* [Set exercise]: How many of the lines below contain the string "jersey"? Treat case as significant and reply with only the number.

* [Supplied entries]:
******************************

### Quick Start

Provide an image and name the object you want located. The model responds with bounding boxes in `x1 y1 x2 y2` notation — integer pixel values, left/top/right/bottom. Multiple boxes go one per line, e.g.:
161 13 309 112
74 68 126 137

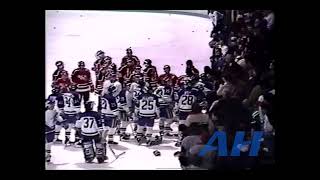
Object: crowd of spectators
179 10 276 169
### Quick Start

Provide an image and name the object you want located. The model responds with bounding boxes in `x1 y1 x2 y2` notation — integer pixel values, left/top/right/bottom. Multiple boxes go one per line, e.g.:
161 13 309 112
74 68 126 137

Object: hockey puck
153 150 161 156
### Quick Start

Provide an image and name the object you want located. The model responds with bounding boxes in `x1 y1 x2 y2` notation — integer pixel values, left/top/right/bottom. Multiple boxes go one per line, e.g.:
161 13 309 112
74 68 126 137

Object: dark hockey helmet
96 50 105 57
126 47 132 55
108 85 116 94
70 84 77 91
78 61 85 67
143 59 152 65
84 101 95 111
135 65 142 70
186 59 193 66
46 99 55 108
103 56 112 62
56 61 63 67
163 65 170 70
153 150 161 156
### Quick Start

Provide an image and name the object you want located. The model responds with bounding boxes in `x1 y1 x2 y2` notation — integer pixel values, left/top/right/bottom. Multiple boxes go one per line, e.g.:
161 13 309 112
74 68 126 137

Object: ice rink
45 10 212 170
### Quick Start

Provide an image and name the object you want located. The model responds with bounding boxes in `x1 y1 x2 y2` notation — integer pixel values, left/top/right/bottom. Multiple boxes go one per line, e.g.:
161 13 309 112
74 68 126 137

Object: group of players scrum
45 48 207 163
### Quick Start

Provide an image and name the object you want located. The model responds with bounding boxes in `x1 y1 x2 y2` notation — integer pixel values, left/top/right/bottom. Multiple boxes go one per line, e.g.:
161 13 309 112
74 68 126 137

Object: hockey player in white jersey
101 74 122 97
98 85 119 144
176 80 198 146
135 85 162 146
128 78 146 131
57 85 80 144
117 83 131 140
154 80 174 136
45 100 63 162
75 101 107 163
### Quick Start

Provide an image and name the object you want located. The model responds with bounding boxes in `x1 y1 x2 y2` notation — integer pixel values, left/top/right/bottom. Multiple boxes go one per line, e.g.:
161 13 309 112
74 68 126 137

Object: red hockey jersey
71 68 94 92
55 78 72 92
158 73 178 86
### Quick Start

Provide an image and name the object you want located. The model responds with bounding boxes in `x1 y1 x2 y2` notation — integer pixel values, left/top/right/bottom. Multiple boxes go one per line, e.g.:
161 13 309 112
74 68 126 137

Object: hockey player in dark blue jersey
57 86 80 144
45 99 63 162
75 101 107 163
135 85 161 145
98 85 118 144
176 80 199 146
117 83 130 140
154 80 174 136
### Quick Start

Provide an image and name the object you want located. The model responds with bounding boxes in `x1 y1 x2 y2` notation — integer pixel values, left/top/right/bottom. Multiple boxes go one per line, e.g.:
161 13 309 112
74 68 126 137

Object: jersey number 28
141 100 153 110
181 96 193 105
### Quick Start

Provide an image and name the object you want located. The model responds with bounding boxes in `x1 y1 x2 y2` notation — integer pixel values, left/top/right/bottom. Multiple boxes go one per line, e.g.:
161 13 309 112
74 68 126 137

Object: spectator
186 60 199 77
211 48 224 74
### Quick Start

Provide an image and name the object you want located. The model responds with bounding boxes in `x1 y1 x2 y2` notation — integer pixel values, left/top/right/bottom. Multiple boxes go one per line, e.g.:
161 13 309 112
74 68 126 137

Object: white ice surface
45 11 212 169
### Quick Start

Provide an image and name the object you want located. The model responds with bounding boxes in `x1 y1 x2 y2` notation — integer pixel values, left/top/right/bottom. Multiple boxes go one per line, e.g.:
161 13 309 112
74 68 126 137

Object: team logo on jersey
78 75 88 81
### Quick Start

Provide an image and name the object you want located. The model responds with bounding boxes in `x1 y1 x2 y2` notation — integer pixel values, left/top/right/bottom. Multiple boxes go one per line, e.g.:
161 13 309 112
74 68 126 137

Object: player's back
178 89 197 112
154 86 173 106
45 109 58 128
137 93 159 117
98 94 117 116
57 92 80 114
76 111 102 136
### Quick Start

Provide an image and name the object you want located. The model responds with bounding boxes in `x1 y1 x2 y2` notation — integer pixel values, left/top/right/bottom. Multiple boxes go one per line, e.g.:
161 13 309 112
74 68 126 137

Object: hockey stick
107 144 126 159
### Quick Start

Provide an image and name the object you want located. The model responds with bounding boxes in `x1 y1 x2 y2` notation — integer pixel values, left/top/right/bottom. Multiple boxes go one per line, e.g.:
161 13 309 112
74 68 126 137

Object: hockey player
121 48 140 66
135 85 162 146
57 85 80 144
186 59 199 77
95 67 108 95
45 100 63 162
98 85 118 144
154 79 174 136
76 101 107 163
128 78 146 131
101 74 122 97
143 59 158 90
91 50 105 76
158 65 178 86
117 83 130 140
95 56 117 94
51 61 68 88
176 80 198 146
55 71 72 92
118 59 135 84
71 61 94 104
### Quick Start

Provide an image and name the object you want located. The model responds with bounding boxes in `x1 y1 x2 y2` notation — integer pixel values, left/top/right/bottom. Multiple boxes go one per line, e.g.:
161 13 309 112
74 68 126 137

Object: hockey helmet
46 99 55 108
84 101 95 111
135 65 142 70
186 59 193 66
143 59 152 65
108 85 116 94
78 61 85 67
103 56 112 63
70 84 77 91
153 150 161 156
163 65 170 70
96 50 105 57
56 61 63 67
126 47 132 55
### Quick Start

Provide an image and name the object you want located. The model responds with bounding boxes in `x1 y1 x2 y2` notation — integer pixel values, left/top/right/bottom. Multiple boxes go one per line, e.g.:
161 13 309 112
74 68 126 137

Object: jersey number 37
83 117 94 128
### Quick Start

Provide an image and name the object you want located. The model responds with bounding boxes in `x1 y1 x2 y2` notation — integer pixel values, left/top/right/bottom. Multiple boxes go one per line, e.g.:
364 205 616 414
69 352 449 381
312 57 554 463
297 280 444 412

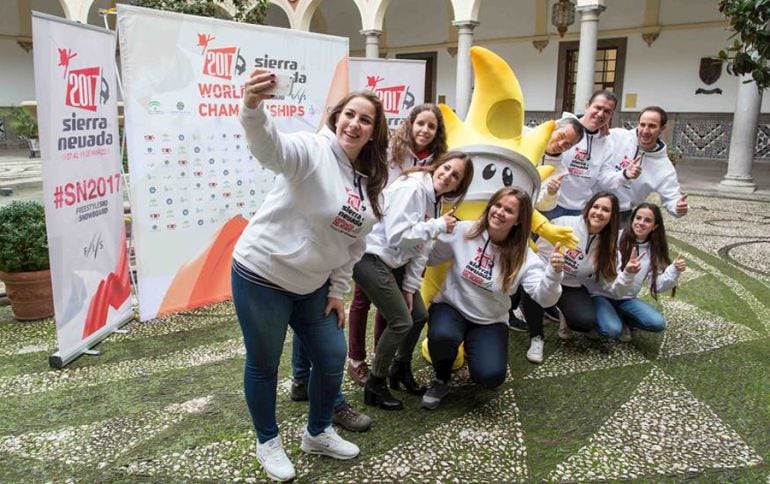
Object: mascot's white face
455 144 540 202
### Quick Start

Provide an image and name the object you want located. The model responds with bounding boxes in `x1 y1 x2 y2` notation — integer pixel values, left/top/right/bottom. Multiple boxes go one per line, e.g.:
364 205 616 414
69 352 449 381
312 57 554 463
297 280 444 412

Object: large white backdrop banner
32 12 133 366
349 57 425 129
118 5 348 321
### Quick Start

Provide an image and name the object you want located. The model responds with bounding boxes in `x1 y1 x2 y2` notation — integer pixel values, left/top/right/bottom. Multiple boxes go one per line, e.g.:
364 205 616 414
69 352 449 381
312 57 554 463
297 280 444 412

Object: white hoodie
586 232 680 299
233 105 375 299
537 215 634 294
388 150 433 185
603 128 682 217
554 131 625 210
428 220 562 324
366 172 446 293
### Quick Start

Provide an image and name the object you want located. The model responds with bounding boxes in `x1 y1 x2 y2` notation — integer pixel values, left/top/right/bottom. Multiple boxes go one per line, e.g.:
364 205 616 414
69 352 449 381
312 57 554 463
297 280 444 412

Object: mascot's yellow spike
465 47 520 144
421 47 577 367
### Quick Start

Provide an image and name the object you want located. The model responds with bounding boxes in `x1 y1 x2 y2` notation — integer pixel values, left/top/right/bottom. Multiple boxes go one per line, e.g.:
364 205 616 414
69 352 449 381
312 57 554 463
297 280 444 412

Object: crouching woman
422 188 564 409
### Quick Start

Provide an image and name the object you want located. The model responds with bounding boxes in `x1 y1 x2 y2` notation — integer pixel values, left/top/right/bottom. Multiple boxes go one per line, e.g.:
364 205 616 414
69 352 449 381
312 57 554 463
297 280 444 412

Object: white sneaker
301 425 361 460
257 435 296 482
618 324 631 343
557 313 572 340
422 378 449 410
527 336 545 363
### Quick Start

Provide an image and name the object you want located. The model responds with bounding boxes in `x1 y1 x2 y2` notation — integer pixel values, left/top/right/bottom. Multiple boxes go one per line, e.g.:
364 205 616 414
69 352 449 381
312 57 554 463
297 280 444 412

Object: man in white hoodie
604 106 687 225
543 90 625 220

******************************

* [Problem solution]: 6